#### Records
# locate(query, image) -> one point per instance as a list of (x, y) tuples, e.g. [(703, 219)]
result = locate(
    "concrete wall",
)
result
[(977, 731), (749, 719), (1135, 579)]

#### Task description
Rewrite every line of the records above, requests included. Multiply each x and y coordinate in the returned point lists by 0.4, and round the results to whole numbers with halves rounded up.

#### Result below
# locate(query, image) -> one point per instance as a list of (x, y) tuples, e.g. [(703, 219)]
result = locate(
    "concrete wall",
)
result
[(391, 292), (300, 288), (454, 232)]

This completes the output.